• Records shown:
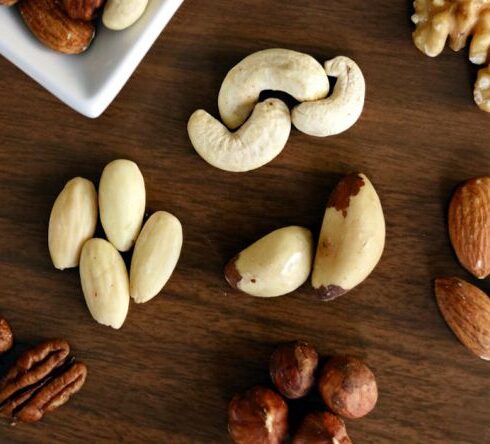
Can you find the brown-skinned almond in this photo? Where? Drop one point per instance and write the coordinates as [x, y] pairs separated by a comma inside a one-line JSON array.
[[52, 26], [469, 225], [466, 310]]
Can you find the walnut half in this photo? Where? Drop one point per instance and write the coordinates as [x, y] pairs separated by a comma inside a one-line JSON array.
[[438, 20]]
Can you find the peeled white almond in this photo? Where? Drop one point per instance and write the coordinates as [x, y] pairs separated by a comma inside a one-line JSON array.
[[122, 200], [121, 14], [352, 237], [105, 282], [155, 256], [275, 265], [72, 222]]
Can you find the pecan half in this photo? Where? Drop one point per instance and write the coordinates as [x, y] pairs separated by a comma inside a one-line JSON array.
[[6, 336], [56, 392], [43, 379], [82, 9], [33, 366]]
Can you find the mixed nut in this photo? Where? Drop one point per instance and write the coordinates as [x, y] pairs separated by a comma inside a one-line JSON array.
[[464, 306], [350, 245], [262, 129], [346, 384], [42, 379], [68, 26], [121, 201]]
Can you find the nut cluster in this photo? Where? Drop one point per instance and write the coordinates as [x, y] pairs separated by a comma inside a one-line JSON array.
[[68, 26], [464, 306], [41, 379], [121, 200], [262, 129], [438, 20], [350, 245], [346, 384]]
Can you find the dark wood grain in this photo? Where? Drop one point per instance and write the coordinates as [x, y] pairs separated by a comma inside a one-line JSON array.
[[168, 375]]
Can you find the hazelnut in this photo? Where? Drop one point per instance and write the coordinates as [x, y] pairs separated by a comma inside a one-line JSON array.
[[258, 416], [292, 368], [6, 336], [322, 428], [348, 387]]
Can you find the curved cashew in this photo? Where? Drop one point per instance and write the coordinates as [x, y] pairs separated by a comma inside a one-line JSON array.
[[341, 110], [295, 73], [481, 92], [261, 138]]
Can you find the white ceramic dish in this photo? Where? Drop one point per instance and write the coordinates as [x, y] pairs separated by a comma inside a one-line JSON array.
[[88, 82]]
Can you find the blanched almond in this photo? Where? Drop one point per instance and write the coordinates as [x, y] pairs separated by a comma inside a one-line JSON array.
[[122, 200], [105, 282], [72, 222], [276, 264], [155, 256]]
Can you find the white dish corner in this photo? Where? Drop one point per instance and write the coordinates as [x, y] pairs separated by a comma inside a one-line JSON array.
[[88, 82]]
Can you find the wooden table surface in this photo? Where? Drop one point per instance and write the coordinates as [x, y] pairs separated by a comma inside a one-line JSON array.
[[168, 374]]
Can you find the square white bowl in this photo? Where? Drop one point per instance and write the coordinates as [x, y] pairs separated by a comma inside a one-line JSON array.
[[87, 82]]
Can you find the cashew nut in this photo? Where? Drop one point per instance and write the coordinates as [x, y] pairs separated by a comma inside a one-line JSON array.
[[261, 138], [121, 14], [341, 110], [295, 73]]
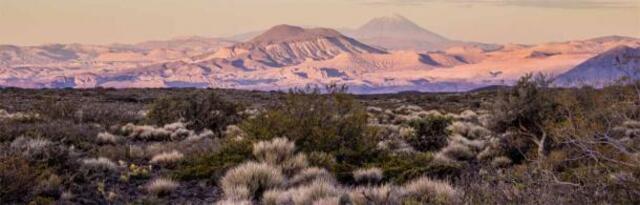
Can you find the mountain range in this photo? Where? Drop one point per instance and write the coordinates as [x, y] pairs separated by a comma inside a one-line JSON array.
[[387, 54]]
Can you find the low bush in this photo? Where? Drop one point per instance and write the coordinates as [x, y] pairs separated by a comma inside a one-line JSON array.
[[431, 133], [214, 164], [201, 109]]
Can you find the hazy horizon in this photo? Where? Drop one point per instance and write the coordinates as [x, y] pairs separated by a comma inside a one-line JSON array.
[[35, 22]]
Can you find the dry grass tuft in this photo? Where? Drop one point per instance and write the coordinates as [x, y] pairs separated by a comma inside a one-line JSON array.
[[167, 158], [275, 151], [386, 194], [426, 190], [368, 176], [161, 186], [107, 138], [248, 180], [310, 175]]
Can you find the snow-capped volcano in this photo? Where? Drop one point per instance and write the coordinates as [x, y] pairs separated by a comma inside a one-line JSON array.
[[398, 32], [286, 45]]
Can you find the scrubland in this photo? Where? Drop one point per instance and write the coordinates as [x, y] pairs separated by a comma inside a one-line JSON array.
[[528, 144]]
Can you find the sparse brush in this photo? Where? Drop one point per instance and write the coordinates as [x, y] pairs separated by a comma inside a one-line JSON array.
[[107, 138], [100, 164], [172, 127], [234, 202], [328, 201], [501, 161], [233, 131], [474, 144], [468, 115], [146, 132], [385, 194], [167, 158], [19, 116], [294, 164], [307, 194], [250, 179], [457, 151], [368, 176], [273, 152], [161, 186], [309, 175], [427, 190], [31, 147]]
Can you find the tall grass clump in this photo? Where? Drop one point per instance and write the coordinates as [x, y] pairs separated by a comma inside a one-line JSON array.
[[250, 180]]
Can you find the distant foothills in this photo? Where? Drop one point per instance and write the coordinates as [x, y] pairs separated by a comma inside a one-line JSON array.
[[387, 54]]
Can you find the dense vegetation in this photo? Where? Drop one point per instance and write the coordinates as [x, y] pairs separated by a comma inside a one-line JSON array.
[[530, 144]]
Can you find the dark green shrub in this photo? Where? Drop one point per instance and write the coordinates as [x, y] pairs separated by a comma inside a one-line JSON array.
[[527, 112], [201, 109], [213, 165], [332, 122], [431, 133], [404, 167]]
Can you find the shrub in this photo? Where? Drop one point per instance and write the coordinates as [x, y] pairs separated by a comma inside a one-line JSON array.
[[250, 180], [294, 164], [161, 186], [430, 191], [333, 123], [99, 164], [146, 132], [528, 111], [214, 164], [431, 133], [201, 109], [368, 176], [107, 138], [234, 202], [385, 194], [308, 194], [273, 152], [457, 151], [308, 175], [404, 167]]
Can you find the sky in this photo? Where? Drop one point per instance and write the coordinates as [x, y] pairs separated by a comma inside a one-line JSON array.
[[34, 22]]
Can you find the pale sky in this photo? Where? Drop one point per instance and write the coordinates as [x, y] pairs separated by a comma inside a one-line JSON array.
[[32, 22]]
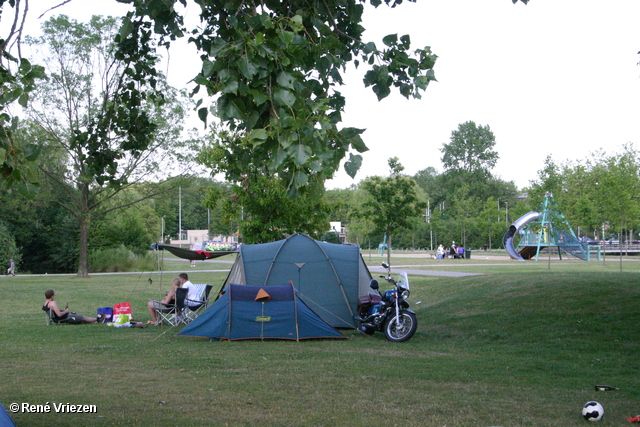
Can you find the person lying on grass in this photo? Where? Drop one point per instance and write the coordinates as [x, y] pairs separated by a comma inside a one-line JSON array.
[[64, 316], [166, 305]]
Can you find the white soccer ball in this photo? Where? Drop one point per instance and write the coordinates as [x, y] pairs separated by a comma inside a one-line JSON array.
[[592, 411]]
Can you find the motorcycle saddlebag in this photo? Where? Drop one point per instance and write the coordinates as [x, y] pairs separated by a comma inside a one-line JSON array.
[[366, 301]]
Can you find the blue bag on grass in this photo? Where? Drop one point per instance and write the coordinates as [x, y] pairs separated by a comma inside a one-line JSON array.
[[105, 314]]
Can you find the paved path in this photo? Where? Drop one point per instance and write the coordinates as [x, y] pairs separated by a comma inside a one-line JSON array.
[[424, 272]]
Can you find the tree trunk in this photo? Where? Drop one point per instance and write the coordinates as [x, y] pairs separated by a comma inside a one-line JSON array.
[[83, 223], [389, 249]]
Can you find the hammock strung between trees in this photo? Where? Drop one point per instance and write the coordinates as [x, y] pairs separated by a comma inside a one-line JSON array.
[[191, 255]]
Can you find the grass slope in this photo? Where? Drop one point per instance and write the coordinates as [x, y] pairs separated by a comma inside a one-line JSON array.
[[520, 345]]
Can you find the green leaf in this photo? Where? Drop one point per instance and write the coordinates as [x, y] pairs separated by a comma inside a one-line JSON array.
[[286, 36], [31, 152], [276, 161], [207, 68], [286, 80], [390, 40], [23, 100], [300, 153], [300, 179], [369, 47], [247, 67], [284, 96], [296, 23], [229, 85], [258, 136], [352, 166], [202, 114]]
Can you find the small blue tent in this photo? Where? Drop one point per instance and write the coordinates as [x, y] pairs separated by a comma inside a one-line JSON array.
[[256, 312], [329, 277]]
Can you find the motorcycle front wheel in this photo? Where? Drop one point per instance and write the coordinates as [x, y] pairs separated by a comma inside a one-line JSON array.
[[402, 330]]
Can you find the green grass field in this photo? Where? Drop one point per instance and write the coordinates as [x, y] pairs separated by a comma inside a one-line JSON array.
[[522, 344]]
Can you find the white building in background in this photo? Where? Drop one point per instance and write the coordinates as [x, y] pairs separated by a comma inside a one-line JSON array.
[[338, 228], [200, 238]]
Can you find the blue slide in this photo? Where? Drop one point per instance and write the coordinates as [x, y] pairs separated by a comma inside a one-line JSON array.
[[507, 240]]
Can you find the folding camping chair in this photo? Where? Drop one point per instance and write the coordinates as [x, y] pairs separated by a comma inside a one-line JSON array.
[[195, 307], [50, 318], [173, 314]]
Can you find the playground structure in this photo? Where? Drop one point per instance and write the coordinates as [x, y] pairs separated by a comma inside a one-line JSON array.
[[382, 247], [539, 230]]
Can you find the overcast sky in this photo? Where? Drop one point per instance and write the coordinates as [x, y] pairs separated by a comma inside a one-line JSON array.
[[554, 77]]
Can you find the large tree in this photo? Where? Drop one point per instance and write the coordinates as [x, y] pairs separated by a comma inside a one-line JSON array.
[[394, 202], [274, 68], [470, 150], [111, 120]]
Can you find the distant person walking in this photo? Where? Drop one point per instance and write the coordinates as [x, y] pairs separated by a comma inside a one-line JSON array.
[[12, 268]]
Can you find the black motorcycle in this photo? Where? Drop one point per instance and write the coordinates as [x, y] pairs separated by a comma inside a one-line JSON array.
[[388, 312]]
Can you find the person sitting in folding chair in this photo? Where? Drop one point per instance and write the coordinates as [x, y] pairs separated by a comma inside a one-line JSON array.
[[62, 316], [166, 305]]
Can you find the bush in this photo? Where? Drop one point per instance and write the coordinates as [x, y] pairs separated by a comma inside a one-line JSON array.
[[119, 259], [8, 248]]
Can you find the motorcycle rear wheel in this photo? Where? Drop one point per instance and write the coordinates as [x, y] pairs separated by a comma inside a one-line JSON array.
[[402, 330], [366, 329]]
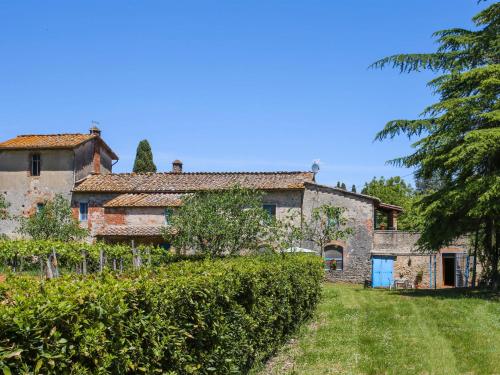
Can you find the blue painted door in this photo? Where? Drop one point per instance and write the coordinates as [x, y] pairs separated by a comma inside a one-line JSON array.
[[382, 271]]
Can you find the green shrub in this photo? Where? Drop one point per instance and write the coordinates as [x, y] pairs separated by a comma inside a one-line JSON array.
[[207, 317]]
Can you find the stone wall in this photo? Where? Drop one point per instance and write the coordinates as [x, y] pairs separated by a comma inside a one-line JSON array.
[[393, 242], [83, 160], [96, 215], [359, 213], [24, 191]]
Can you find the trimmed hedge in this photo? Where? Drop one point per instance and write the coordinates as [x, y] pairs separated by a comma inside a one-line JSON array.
[[207, 317]]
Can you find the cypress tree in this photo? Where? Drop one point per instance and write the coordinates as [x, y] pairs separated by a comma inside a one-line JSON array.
[[458, 138], [144, 158]]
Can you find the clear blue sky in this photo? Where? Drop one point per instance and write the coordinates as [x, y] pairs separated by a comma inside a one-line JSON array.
[[222, 85]]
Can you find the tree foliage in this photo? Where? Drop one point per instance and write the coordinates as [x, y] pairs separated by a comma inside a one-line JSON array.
[[458, 138], [53, 221], [218, 222], [144, 158]]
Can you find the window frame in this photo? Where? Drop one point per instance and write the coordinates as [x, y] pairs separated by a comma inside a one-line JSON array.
[[83, 216], [272, 212], [335, 258], [35, 159], [167, 214], [39, 207]]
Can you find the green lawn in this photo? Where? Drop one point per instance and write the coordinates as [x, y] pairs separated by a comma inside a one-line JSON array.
[[367, 331]]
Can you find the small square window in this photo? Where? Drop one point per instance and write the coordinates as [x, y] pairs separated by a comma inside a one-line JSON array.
[[35, 165], [168, 215], [84, 211], [270, 209], [39, 207]]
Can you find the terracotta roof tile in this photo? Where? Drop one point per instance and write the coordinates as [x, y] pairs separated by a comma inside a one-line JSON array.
[[145, 200], [186, 182], [47, 141], [130, 230], [51, 141]]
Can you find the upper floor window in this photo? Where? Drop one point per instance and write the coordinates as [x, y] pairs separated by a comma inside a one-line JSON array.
[[334, 257], [39, 207], [84, 211], [35, 165], [270, 209], [168, 215]]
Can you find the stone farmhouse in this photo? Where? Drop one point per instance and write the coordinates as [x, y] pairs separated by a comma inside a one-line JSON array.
[[119, 207]]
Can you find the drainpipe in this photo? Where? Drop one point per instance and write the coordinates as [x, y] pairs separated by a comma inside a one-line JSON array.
[[430, 271]]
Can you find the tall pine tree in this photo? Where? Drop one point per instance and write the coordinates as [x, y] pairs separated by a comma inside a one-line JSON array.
[[144, 158], [458, 138]]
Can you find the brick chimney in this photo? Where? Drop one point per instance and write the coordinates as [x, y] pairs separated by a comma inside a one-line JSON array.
[[94, 130], [177, 166]]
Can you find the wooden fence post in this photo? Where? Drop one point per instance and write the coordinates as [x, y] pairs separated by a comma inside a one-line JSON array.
[[54, 263], [101, 260], [84, 262], [50, 275]]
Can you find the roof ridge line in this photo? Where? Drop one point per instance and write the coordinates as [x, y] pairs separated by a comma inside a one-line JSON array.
[[51, 135], [199, 173]]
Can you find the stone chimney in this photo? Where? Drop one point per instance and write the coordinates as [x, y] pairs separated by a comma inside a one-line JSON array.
[[177, 166], [94, 130]]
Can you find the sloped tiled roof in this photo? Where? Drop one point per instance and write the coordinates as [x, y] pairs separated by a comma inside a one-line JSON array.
[[130, 230], [51, 141], [186, 182], [145, 200]]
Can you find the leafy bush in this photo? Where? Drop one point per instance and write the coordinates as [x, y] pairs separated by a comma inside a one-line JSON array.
[[212, 316]]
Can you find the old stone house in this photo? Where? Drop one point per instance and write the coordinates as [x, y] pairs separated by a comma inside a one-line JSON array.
[[119, 207]]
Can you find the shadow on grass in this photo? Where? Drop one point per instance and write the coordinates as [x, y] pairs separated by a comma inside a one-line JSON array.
[[451, 293]]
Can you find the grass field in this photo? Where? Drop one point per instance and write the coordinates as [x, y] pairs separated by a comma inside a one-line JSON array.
[[367, 331]]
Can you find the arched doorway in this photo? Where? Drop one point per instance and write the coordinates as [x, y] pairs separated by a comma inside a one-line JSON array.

• What is needed:
The lines from the one holding "Can you find the grass field" to the final line of the entries, both included, are what should be output, exactly and alone.

• Reply to the exercise:
Can you find the grass field in this photo? Where? Drop one point per instance and write the coordinates as [x, y] pairs separated by a comma inside a one-line JSON array.
[[367, 331]]
Can you find the arched doorway in this photo? Where? Drop one point per instance and write the coordinates as [x, y] pairs separated by a comma inside a one-line JSON array.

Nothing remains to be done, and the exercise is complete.